Tag Archives: housewife

Bless His Heart

6 Mar

If you are from the south, you know that “Bless your/his/her heart” is usually just a way for Southerners to say something negative about someone without feeling guilty. It’s like saying “no offense” when you say something offensive or a way of saying that you pity someone. For example:

“She is so naive, bless her heart.”

“She’s a homely looking child, bless her heart.”

“He’s a dumbshit, bless his heart.”

In this case, regarding my husband, it means, “It’s your birthday. I pity you because, if you don’t stop being a douchebag, it might be your LAST birthday.”

Because of the fact that I have no means of transportation right now, my plans to go get a cake and a sweet card–went out the window. Instead, I decided to deep clean the worst room in our house: The Bedroom. Listen, y’all, that room seriously gets neglected–I admit it. Whenever we are in the other rooms cleaning, one of us asks, “Hey, where does this go?”, and the other almost always responds, “Hell, I don’t know. Throw it in the bedroom and shut the door!!” It’s the catch-all. We also have a serious problem with coming home from vacation and, rather than unpacking, living out of our suitcase until..well..until we go on vacation again. Don’t judge me!

Anyway, so, I decide to deep clean it. Hubby is always bitching about not being able to find anything and we are always kicking suitcases in the middle of the night, so I thought it would be nice. I worked my ass off. I actually broke a sweat. I know, gross, right? Luckily, I found my super strong muscle relaxers while I was digging through things. I needed those after tackling that mess. My back was, no, is throbbing and I am exhausted. I phone Hubby to see if he wants me to order some Outback Steakhouse to-go. It’s one of his favorites, so I figured it was a win-win for all of us. He says that, no, he doesn’t want it. He doesn’t feel like having to stop to pick it up on the way home on his birthday. I explain that I am about dead and, since he needs help with his resume tonight, it would benefit us all. In comes the bitching…”Well, I don’t feel like stopping. I guess I will just come home and cook by myself on MY BIRTHDAY!” I’m all, “Dude, STFU. I didn’t ask you to come home and cook.” He bitches some more about me “whining” about my back aching (I’ve mentioned my bulging discs and arthritis, right?). I didn’t tell him about the bedroom initially– because I wanted to surprise him. However, at this point..I wanted to go sling shit around everywhere, completely destroying it, then yell, “Surprise, mutha fucka! Happy Birthday!” when he walked in, but decided against it.

Material shown =
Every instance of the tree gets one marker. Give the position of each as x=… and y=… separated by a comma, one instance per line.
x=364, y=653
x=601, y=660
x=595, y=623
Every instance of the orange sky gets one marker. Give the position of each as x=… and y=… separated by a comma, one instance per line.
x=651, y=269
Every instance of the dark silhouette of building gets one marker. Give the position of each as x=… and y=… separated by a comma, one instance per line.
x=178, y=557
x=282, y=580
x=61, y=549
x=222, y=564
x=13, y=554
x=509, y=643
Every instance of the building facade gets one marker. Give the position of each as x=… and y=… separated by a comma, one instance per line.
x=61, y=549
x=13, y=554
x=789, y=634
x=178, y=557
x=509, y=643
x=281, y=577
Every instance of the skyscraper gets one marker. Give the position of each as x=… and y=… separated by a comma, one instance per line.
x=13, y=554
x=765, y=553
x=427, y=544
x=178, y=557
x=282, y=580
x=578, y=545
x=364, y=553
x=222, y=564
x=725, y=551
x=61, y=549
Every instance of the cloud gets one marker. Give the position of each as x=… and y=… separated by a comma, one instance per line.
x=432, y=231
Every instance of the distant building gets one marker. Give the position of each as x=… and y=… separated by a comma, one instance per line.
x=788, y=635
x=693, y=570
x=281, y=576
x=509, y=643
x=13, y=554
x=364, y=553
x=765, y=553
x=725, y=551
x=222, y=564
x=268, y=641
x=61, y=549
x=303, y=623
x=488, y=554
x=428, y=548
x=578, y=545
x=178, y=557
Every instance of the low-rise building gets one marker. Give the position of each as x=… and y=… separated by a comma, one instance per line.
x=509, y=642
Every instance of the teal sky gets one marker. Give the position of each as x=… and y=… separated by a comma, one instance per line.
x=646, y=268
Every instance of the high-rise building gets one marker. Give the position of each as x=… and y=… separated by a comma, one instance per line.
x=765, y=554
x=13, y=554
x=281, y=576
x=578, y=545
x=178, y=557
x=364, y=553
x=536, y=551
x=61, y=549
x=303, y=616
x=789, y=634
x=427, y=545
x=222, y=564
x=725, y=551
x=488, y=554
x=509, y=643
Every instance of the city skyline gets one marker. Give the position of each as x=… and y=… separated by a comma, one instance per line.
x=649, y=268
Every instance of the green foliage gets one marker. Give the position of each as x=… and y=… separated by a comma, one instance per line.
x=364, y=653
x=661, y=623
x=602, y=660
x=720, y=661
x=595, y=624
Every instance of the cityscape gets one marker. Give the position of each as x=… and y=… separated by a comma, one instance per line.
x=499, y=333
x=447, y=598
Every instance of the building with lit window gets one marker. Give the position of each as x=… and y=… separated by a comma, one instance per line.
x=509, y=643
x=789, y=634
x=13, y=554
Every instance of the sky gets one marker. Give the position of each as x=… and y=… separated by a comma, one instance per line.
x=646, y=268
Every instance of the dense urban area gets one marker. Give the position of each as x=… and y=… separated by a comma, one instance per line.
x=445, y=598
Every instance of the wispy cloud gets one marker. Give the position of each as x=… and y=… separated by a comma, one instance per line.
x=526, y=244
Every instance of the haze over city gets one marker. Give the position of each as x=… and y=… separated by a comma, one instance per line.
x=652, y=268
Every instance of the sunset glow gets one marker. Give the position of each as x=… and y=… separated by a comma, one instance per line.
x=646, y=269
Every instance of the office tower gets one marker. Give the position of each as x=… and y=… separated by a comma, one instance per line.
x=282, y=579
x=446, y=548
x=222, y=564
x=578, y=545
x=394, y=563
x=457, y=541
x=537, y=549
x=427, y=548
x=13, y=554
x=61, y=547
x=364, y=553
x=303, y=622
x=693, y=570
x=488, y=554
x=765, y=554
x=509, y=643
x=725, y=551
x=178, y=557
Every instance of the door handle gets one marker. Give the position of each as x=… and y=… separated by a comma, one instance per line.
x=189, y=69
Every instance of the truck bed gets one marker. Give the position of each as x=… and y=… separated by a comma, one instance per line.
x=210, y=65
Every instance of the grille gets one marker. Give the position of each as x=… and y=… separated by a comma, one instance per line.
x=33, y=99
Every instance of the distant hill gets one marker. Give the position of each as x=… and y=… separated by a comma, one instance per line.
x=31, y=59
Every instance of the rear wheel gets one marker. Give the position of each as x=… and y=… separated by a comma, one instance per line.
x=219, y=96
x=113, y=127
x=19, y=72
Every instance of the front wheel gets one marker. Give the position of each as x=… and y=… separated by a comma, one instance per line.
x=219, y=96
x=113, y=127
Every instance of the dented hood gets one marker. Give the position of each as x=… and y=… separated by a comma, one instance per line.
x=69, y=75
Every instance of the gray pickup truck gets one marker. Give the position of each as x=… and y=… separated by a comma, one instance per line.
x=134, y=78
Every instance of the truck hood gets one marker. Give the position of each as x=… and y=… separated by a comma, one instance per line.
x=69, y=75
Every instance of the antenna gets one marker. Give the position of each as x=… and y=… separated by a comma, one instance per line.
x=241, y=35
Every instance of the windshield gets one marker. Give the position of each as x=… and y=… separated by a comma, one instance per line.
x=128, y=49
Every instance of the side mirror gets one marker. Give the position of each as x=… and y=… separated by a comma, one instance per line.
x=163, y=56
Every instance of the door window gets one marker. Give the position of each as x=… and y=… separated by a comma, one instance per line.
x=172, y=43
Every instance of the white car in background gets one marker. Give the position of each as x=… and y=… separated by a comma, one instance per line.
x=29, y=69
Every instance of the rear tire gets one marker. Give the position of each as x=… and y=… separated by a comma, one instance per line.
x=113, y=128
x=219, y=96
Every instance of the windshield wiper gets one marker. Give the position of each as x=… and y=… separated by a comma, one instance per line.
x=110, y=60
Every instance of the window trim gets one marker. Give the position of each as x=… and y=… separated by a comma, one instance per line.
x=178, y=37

What needs to be done = Can you write out the part of the blog post that opens with "Because of the" and closes with "Don’t judge me!", swapping each "vacation" for "a trip"? The material stands apart from the blog post.

Full solution =
Because of the fact that I have no means of transportation right now, my plans to go get a cake and a sweet card–went out the window. Instead, I decided to deep clean the worst room in our house: The Bedroom. Listen, y’all, that room seriously gets neglected–I admit it. Whenever we are in the other rooms cleaning, one of us asks, “Hey, where does this go?”, and the other almost always responds, “Hell, I don’t know. Throw it in the bedroom and shut the door!!” It’s the catch-all. We also have a serious problem with coming home from a trip and, rather than unpacking, living out of our suitcase until..well..until we go on a trip again. Don’t judge me!